● Job 1: Put into a numbered list the lines of the entries below, from the line with "Target object class for this labeling batch: shadow" up to and including the line with "81, 232, 640, 479", leaving out any blank lines.

● Text provided:
——————————
In my opinion, the most beguiling character in a thriller is the bad guy/ villain / antagonist / person with an axe to grind. Says a lot about me, I know, but they are the guys committing the crime and every crime has a motive and every motive satisfies that human urge to ask ‘why?’ I hate it when someone goes batshit crazy for no reason other than ‘hey man, I had a gun, so boom’. That’s not how sane human beings operate. In fact, except for the Joker, that’s not how insane human beings operate either. In that respect, U.N. Owen with his God-complex was an important lesson in the mind of a criminal: even a multiple murderer believes that what s/he’s doing is for a real, justifiable reason. Put another way, every villain is the hero of their own story.
The lesson has stayed with me, long after my book came out and I set about plotting the next. So did the others in the book, lessons life teaches us as people but we tend to forget as writers: sometimes people lie, sometimes they withhold information, some people have trouble trusting others and what is mere inconsideration for one man is inhumanity for another. I look back now to the eye-rolling teenager I was, dismissing Dame Christie’s books as being too simplistic, and I’m tempted to reach back in time and whack that girl around the head. Shush, child, I want to say. Spinning mysteries is going to be an education for you, one day. And you better show some respect for the headmistress of that particular school.
(Vedashree Khambete Sharma is the author of Swear You Won’t Tell?)

I visited Torquay, in Devon (English Riviera), a while back with the sole intention: to see the paradise where the undisputed queen of crime lived for most of her life and wrote over 80 crime novels. Agatha Christie is the number one author of books of any kind, in any genre, ever (along with William Shakespeare; Christie’s work has been translated into more than 100 languages).
One of my favourite Christie books is Murder on the Orient Express (also published as Murder in the Calais Coach in America) which was first published in 1934. The story was inspired by a true case of kidnapping, which Christie referred to, albeit it was fictionalised.
The essence of the story is a Mr Ratchett who is murdered on the train. All 12 travellers in the coach (besides Hercule Poirot) had the opportunity to kill him, and considering that Mr Ratchett was involved in a child-abduction-murder case, he had given the entire world a reason to do so.
It’s been so ingeniously plotted with clever twists and turns that it wouldn’t be a hyperbole to say that Murder on the Orient Express literally defined the whodunit genre. It is often referred to as one of the greatest surprise endings in the genre. While in other mysteries (including the others written by Agatha Christie), there is always a possibility some readers can guess — by the simple method of elimination or by sheer chance — who the murderer is. Murder on the Orient Express removes that element of chance. While all the other 12 co-passengers in the coach are suspects, it is impossible for any reader to guess how all the suspects colluded to kill Ratchett. If any first-time reader boasts they had guessed it, I suggest you take their word, on anything, with a pinch of salt from now on.
It is no wonder Murder on the Orient Express is one of Christie’s largest selling books —it’s been adapted into films, television series, radio drama and even a computer game.
I first read Murder on the Orient Express when I was in school. The edition I bought then included a diagram of the train, which I still remember had influenced my decision to pick this one as my first Agatha Christie book from the limited pocket money I received at the time. Although bought for that unique frivolity, it’s a decision I’ve never regretted.
——————————
● Job 2: Reproduce word for word the passage of the text on Agatha Christie above, from "I visited Torquay, in" up to and including "than 100 languages).".
——————————
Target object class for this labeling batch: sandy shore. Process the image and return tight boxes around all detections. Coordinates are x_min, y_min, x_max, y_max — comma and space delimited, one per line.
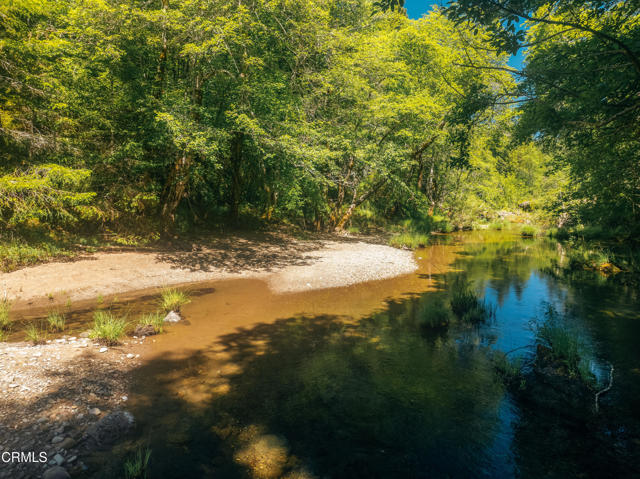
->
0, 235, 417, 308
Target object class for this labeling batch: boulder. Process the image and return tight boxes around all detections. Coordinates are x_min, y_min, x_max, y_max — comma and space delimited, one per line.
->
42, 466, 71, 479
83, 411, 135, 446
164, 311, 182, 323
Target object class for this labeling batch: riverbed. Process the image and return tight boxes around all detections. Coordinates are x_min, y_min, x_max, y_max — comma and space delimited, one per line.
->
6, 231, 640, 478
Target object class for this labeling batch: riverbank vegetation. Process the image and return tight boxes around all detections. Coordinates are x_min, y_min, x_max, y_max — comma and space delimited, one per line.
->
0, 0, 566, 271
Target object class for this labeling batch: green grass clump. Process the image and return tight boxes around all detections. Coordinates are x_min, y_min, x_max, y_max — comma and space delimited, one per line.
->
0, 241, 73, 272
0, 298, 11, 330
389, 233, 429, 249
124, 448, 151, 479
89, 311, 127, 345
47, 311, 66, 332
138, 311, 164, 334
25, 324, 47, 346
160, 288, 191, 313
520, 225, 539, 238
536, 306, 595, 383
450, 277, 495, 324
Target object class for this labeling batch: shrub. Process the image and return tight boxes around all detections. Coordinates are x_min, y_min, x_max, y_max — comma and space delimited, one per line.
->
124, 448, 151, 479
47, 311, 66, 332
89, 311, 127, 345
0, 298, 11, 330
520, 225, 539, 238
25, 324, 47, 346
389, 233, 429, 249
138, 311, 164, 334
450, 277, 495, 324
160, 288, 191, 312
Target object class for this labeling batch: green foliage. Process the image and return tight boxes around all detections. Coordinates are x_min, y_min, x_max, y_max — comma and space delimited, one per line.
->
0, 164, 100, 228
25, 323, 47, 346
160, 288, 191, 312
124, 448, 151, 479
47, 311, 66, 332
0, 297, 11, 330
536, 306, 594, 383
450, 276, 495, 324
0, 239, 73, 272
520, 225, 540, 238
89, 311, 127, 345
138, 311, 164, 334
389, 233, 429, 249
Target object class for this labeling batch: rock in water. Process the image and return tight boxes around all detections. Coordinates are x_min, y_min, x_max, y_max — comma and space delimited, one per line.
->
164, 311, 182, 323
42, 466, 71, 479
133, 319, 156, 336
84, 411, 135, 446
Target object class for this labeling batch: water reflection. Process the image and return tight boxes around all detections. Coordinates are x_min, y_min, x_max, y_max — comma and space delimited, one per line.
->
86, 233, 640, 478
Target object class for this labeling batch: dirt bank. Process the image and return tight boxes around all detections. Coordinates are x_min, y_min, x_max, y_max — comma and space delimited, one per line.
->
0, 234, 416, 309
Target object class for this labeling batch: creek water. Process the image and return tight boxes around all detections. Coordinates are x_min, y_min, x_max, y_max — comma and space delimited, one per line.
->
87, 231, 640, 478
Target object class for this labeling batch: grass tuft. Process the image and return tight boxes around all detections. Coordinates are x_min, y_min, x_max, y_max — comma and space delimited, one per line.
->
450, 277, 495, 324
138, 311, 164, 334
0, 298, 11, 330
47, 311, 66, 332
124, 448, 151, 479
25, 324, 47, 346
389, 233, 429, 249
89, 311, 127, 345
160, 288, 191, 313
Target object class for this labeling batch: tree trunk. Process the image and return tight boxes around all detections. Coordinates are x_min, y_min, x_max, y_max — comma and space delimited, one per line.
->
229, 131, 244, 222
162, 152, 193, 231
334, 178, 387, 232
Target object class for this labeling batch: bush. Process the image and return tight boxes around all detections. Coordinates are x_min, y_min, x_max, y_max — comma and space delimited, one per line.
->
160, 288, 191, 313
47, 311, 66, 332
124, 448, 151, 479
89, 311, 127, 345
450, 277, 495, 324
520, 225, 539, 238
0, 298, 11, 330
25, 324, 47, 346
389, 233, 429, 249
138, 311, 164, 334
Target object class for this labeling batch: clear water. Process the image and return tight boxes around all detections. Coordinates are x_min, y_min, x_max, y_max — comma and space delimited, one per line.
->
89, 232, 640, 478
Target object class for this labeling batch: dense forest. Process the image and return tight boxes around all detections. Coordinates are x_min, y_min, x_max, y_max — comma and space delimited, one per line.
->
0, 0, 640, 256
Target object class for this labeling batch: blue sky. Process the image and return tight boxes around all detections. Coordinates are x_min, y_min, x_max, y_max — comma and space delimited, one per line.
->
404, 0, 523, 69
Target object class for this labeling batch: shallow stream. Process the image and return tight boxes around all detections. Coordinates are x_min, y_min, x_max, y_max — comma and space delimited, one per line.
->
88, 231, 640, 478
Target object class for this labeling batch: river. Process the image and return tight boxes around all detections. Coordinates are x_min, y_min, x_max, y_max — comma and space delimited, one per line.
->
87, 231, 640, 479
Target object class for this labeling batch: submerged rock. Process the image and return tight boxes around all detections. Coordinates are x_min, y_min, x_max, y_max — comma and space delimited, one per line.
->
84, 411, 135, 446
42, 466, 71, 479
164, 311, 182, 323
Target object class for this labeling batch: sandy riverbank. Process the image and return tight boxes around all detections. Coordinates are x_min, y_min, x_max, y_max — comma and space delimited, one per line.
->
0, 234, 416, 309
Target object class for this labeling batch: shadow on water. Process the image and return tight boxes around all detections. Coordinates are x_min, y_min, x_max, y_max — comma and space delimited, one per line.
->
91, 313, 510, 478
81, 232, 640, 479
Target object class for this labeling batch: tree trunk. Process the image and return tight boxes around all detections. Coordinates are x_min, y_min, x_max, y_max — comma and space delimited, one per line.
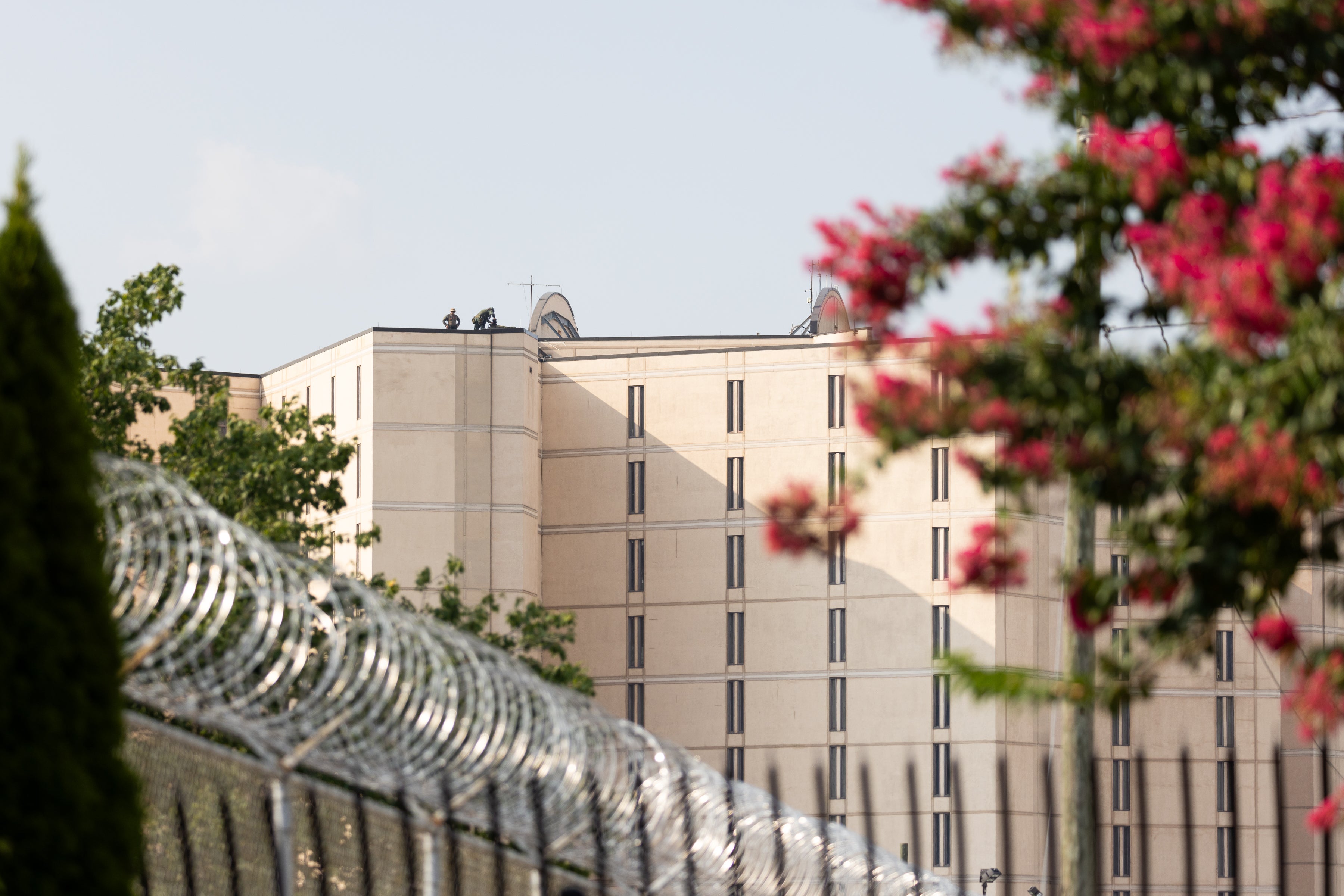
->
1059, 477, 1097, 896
——————————
● Exercise response 1:
1. Target object class for this labeling batch: shadow on water. Process the image and return tight boxes around all detections. Coordinates are x_min, y_min, x_max, y_max — comma and space delimited, one per line.
2. ->
3. 91, 313, 510, 478
4. 81, 232, 640, 479

● Exercise response 2:
I visited Torquay, in Devon (English Riviera), a while back with the sole intention: to see the paradise where the undisputed queen of crime lived for most of her life and wrote over 80 crime novels. Agatha Christie is the number one author of books of any kind, in any genre, ever (along with William Shakespeare; Christie’s work has been translated into more than 100 languages).